Show each line of the entries below that contains the string "tire", copied in full.

[Entries for bounding box labeling]
## Begin

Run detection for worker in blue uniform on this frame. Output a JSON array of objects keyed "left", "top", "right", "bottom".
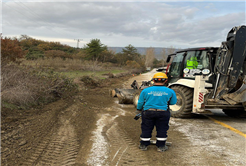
[{"left": 136, "top": 72, "right": 177, "bottom": 152}]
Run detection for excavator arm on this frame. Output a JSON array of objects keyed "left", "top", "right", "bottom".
[{"left": 212, "top": 26, "right": 246, "bottom": 99}]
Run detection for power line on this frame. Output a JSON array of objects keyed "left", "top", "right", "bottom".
[{"left": 74, "top": 39, "right": 83, "bottom": 48}]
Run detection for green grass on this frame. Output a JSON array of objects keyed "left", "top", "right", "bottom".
[{"left": 61, "top": 70, "right": 125, "bottom": 79}]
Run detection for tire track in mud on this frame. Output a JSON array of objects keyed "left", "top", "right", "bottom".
[
  {"left": 106, "top": 123, "right": 149, "bottom": 166},
  {"left": 24, "top": 104, "right": 79, "bottom": 166},
  {"left": 87, "top": 104, "right": 149, "bottom": 166}
]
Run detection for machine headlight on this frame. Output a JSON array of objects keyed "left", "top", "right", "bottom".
[
  {"left": 183, "top": 68, "right": 189, "bottom": 74},
  {"left": 202, "top": 69, "right": 210, "bottom": 75}
]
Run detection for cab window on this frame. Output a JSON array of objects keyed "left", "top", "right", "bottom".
[
  {"left": 169, "top": 52, "right": 184, "bottom": 77},
  {"left": 184, "top": 50, "right": 209, "bottom": 69}
]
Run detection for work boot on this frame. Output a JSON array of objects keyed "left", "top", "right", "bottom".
[
  {"left": 139, "top": 144, "right": 147, "bottom": 150},
  {"left": 157, "top": 145, "right": 168, "bottom": 152}
]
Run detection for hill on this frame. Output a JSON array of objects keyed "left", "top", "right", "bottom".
[{"left": 108, "top": 47, "right": 177, "bottom": 60}]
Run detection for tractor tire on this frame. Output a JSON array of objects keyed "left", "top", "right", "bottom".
[
  {"left": 169, "top": 86, "right": 193, "bottom": 118},
  {"left": 223, "top": 108, "right": 246, "bottom": 118},
  {"left": 109, "top": 89, "right": 117, "bottom": 97},
  {"left": 132, "top": 90, "right": 142, "bottom": 108}
]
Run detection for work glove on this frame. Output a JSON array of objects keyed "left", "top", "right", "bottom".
[{"left": 135, "top": 110, "right": 142, "bottom": 115}]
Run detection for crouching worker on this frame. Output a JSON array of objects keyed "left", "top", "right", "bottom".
[{"left": 137, "top": 72, "right": 177, "bottom": 152}]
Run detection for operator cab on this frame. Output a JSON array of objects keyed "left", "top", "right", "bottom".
[{"left": 167, "top": 47, "right": 218, "bottom": 83}]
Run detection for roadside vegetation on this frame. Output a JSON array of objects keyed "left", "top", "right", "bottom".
[{"left": 0, "top": 35, "right": 175, "bottom": 115}]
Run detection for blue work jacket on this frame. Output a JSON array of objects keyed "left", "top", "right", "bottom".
[{"left": 137, "top": 86, "right": 177, "bottom": 110}]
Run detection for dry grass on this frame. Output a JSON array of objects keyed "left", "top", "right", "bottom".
[{"left": 0, "top": 65, "right": 76, "bottom": 107}]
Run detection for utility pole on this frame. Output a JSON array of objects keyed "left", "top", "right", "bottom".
[{"left": 74, "top": 39, "right": 83, "bottom": 48}]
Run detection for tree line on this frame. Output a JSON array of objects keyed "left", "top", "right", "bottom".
[{"left": 0, "top": 35, "right": 175, "bottom": 68}]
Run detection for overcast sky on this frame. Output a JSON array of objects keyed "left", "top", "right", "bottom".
[{"left": 0, "top": 0, "right": 246, "bottom": 48}]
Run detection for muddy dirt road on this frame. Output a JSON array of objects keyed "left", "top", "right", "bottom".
[{"left": 0, "top": 71, "right": 246, "bottom": 166}]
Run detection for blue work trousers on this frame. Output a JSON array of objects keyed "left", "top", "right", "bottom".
[{"left": 140, "top": 110, "right": 170, "bottom": 147}]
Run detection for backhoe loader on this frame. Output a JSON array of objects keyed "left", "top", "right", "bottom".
[{"left": 167, "top": 26, "right": 246, "bottom": 118}]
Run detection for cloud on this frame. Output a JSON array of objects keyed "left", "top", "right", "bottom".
[{"left": 2, "top": 1, "right": 245, "bottom": 47}]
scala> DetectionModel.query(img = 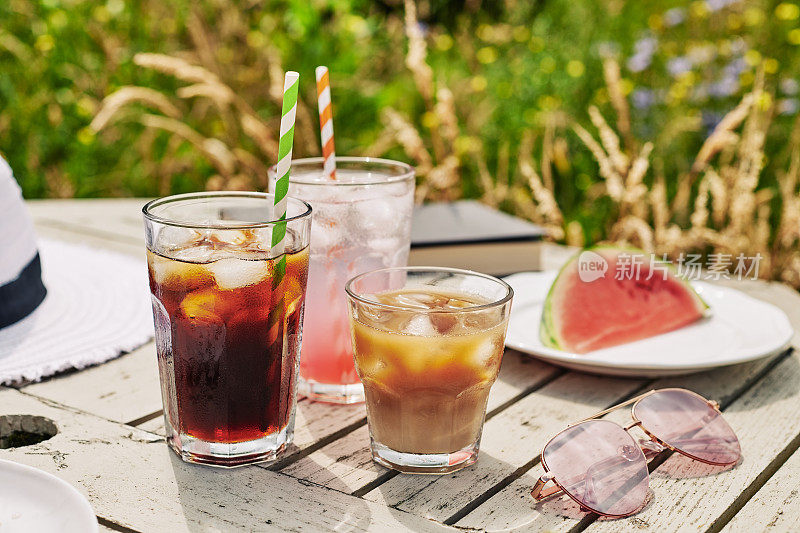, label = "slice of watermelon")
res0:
[539,246,708,353]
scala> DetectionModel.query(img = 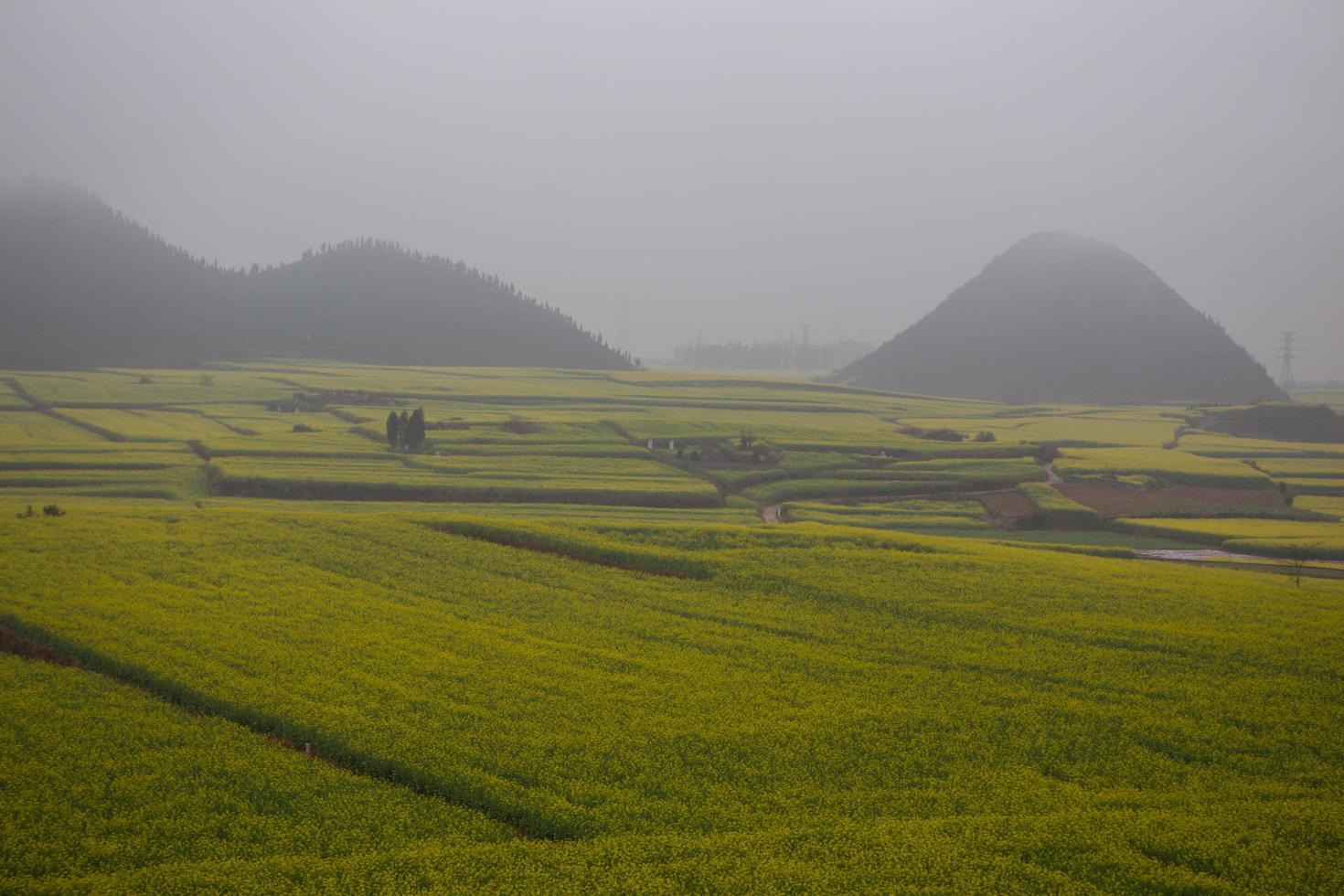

## End

**SOLUTION FOR THIS TASK:**
Run detection for tire track in mud on this frame. Output a JSON array of objects keyed "left", "top", "right", "bottom".
Run detection for tractor tire on this frame. Output a JSON array of objects keyed "left", "top", "right", "bottom".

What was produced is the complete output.